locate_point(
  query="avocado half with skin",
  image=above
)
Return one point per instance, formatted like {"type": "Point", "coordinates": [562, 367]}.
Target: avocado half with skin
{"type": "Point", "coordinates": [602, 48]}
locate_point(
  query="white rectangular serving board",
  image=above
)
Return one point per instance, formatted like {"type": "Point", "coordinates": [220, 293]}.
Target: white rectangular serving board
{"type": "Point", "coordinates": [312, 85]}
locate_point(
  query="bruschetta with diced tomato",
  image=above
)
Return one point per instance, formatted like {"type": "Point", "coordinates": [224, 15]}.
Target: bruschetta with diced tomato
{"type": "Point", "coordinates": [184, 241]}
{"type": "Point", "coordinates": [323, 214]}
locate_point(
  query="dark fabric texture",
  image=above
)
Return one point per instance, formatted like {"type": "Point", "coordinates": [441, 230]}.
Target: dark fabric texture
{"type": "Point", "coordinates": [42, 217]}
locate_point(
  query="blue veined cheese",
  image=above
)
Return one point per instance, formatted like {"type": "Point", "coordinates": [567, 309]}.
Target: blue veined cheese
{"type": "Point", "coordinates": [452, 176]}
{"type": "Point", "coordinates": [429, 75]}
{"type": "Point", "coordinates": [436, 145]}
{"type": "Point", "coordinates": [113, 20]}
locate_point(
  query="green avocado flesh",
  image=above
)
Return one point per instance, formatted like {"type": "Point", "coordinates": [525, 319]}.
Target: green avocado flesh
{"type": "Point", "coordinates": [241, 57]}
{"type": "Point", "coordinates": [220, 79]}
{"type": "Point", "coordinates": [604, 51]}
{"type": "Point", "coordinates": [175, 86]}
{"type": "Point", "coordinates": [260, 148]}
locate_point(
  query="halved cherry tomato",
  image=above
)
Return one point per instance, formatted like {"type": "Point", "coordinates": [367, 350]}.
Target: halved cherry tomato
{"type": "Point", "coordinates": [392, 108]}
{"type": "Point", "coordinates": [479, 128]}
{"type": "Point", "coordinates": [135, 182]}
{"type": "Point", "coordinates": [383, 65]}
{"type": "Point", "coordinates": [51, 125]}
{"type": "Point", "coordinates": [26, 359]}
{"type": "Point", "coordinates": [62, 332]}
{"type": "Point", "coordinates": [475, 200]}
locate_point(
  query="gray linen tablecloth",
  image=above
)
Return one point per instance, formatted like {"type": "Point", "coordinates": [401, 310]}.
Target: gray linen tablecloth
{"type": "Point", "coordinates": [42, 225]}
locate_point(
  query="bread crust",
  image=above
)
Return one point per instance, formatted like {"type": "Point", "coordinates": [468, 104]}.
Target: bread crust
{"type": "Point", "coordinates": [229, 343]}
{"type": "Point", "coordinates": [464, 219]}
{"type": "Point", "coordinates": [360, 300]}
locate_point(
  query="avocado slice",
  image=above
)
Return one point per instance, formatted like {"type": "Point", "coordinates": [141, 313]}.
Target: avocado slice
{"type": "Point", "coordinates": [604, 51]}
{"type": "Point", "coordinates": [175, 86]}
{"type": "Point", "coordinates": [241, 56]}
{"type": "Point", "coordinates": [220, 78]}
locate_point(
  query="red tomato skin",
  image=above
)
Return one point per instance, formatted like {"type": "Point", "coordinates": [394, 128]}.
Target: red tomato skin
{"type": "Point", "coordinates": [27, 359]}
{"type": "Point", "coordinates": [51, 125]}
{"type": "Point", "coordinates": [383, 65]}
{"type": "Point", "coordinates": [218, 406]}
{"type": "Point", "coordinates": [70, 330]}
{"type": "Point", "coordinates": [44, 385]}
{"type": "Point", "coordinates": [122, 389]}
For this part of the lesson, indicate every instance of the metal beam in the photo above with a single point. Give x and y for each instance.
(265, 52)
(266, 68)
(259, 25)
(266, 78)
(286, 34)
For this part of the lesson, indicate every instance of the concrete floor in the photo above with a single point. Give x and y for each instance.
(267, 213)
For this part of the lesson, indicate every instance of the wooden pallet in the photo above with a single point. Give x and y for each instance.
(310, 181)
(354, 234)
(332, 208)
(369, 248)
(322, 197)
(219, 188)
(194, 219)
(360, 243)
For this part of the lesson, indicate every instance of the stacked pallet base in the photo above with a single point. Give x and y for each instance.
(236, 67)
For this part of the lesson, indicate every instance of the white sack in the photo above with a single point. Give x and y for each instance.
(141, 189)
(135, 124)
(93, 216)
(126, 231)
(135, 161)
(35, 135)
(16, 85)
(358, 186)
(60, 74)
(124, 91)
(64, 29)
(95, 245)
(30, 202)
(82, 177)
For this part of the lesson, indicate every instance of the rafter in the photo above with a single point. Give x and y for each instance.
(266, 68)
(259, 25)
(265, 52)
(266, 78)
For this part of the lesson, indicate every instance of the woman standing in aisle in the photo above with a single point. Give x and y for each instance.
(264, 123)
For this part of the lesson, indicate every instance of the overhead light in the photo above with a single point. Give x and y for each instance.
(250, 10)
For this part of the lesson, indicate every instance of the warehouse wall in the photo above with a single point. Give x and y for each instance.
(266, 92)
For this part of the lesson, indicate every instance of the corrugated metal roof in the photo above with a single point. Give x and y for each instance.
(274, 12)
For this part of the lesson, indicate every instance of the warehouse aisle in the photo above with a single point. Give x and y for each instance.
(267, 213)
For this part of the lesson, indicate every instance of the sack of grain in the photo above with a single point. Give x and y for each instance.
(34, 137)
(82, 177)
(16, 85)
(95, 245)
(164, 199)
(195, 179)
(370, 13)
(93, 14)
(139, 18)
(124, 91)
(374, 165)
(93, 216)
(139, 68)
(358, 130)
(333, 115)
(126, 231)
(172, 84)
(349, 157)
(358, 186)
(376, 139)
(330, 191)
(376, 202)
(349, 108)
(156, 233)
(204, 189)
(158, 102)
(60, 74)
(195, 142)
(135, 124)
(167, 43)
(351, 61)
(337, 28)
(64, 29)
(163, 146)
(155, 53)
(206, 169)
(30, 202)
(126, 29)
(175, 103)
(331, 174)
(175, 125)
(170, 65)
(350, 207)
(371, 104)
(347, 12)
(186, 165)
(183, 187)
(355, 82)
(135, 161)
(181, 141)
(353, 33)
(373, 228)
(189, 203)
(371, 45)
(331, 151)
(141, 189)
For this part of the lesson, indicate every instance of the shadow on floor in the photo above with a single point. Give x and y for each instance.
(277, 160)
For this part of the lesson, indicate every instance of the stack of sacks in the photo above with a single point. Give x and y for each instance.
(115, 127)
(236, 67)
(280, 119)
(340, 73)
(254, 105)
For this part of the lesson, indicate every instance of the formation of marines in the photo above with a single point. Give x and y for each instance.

※

## Objective
Copy all of the material above verbatim, keeping every line in its original order.

## Written answer
locate_point(
  query="avocado half with skin",
  image=above
)
Return one point per instance, formatted like {"type": "Point", "coordinates": [562, 367]}.
Target: avocado half with skin
{"type": "Point", "coordinates": [602, 48]}
locate_point(
  query="white rectangular serving board",
  image=above
)
Return one point per instance, formatted like {"type": "Point", "coordinates": [220, 293]}.
Target: white rectangular serving board
{"type": "Point", "coordinates": [312, 85]}
locate_point(
  query="bruschetta with diced tomato",
  image=above
)
Return one point per instance, formatted like {"type": "Point", "coordinates": [224, 15]}.
Target: bruschetta with diced tomato
{"type": "Point", "coordinates": [184, 241]}
{"type": "Point", "coordinates": [323, 214]}
locate_point(
  query="dark fabric texture",
  image=above
)
Return one point per instance, formatted like {"type": "Point", "coordinates": [441, 230]}.
Target: dark fabric texture
{"type": "Point", "coordinates": [42, 217]}
locate_point(
  query="blue veined cheese",
  image=above
)
Return one point per instance, formatted like {"type": "Point", "coordinates": [567, 309]}.
Target: blue veined cheese
{"type": "Point", "coordinates": [452, 176]}
{"type": "Point", "coordinates": [429, 75]}
{"type": "Point", "coordinates": [436, 145]}
{"type": "Point", "coordinates": [113, 20]}
locate_point(
  query="green avocado flesh",
  image=above
)
Return one point per instance, formatted like {"type": "Point", "coordinates": [525, 319]}.
Target: green avocado flesh
{"type": "Point", "coordinates": [241, 57]}
{"type": "Point", "coordinates": [220, 79]}
{"type": "Point", "coordinates": [604, 51]}
{"type": "Point", "coordinates": [175, 86]}
{"type": "Point", "coordinates": [260, 148]}
locate_point(
  query="halved cherry tomato",
  image=above
)
Return one point per instance, formatted like {"type": "Point", "coordinates": [367, 350]}.
Target: halved cherry tomato
{"type": "Point", "coordinates": [392, 108]}
{"type": "Point", "coordinates": [479, 128]}
{"type": "Point", "coordinates": [135, 182]}
{"type": "Point", "coordinates": [383, 65]}
{"type": "Point", "coordinates": [51, 125]}
{"type": "Point", "coordinates": [26, 359]}
{"type": "Point", "coordinates": [62, 332]}
{"type": "Point", "coordinates": [475, 200]}
locate_point(
  query="gray linen tablecloth",
  image=above
)
Return one point per instance, formatted like {"type": "Point", "coordinates": [401, 310]}.
Target: gray linen tablecloth
{"type": "Point", "coordinates": [42, 225]}
locate_point(
  query="bread crust",
  image=above
)
Return one point per instance, formatted like {"type": "Point", "coordinates": [468, 104]}.
Target: bread crust
{"type": "Point", "coordinates": [229, 343]}
{"type": "Point", "coordinates": [464, 219]}
{"type": "Point", "coordinates": [360, 300]}
locate_point(
  query="avocado slice",
  image=above
)
Return one point per instance, formatted like {"type": "Point", "coordinates": [141, 313]}.
Target: avocado slice
{"type": "Point", "coordinates": [604, 51]}
{"type": "Point", "coordinates": [175, 86]}
{"type": "Point", "coordinates": [241, 56]}
{"type": "Point", "coordinates": [220, 78]}
locate_point(
  query="red tomato skin",
  image=above
)
Return one point per instance, formatted like {"type": "Point", "coordinates": [394, 128]}.
Target: red tomato skin
{"type": "Point", "coordinates": [27, 359]}
{"type": "Point", "coordinates": [51, 125]}
{"type": "Point", "coordinates": [383, 65]}
{"type": "Point", "coordinates": [218, 406]}
{"type": "Point", "coordinates": [70, 330]}
{"type": "Point", "coordinates": [44, 385]}
{"type": "Point", "coordinates": [122, 389]}
For this part of the lesson, indicate every instance of the metal beam in the photo above with a single point. Give x and y for each instance.
(265, 52)
(266, 68)
(259, 25)
(266, 78)
(286, 34)
For this part of the lesson, indicate every instance of the concrete floor in the photo above with a single point. Give x and y for each instance.
(267, 213)
For this part of the lesson, indicate every instance of the wooden pallet in the photo above with a single point. Give x and y for each instance.
(310, 181)
(354, 234)
(332, 208)
(369, 248)
(322, 197)
(219, 188)
(194, 219)
(360, 243)
For this part of the lesson, indicate every instance of the stacked pallet base in the photo above with a single point. Give x and y for each instance.
(236, 67)
For this part of the lesson, indicate every instance of the white sack in the photo above with a single point. Give x and y for each instance.
(141, 189)
(135, 124)
(93, 216)
(126, 231)
(135, 161)
(35, 135)
(16, 85)
(358, 186)
(60, 74)
(124, 91)
(64, 29)
(95, 245)
(30, 202)
(82, 177)
For this part of the lesson, indicate every instance of the rafter in the photo above with a single point. Give x and y for each instance.
(266, 68)
(259, 25)
(265, 52)
(266, 78)
For this part of the lesson, indicate every instance of the woman standing in aisle in the photo above with a single point. Give x and y for each instance.
(264, 123)
For this part of the lesson, indicate every instance of the overhead light in the photo above with a single point. Give x and y for each instance.
(250, 10)
For this part of the lesson, indicate every instance of the warehouse wall in the photo above with a single point. Give x and y for each instance.
(266, 92)
For this part of the lesson, indicate every instance of the corrugated metal roof in the photo above with a single point. Give x and y for each instance.
(274, 12)
For this part of the lesson, indicate every instance of the warehouse aisle in the photo above with a single point. Give x and y for each instance.
(267, 213)
For this part of the lesson, indicate every instance of the sack of grain in the photo above with a single point. Give x and y for each instance.
(34, 137)
(82, 177)
(16, 85)
(95, 245)
(164, 199)
(195, 179)
(370, 13)
(93, 14)
(139, 18)
(124, 91)
(374, 165)
(93, 216)
(139, 68)
(358, 130)
(333, 115)
(126, 231)
(172, 84)
(349, 157)
(358, 186)
(376, 139)
(330, 191)
(376, 202)
(349, 108)
(156, 233)
(204, 189)
(158, 102)
(60, 74)
(195, 142)
(135, 124)
(167, 43)
(351, 61)
(337, 28)
(64, 29)
(163, 146)
(155, 53)
(206, 169)
(30, 202)
(126, 29)
(175, 103)
(331, 174)
(175, 125)
(170, 65)
(350, 207)
(371, 104)
(347, 12)
(186, 165)
(183, 187)
(355, 82)
(135, 161)
(181, 141)
(353, 33)
(373, 228)
(189, 203)
(371, 45)
(331, 151)
(141, 189)
For this part of the lesson, indicate every instance of the shadow on floor in the photo above with a single point. Give x and y for each instance.
(277, 160)
For this part of the lesson, indicate every instance of the stack of sacks in the photo above with a single point. Give x and y for each instance.
(115, 127)
(236, 67)
(280, 119)
(340, 73)
(254, 105)
For this part of the lesson, indicate every instance of the formation of marines in the photo above with a single point. Give x and y for each instance.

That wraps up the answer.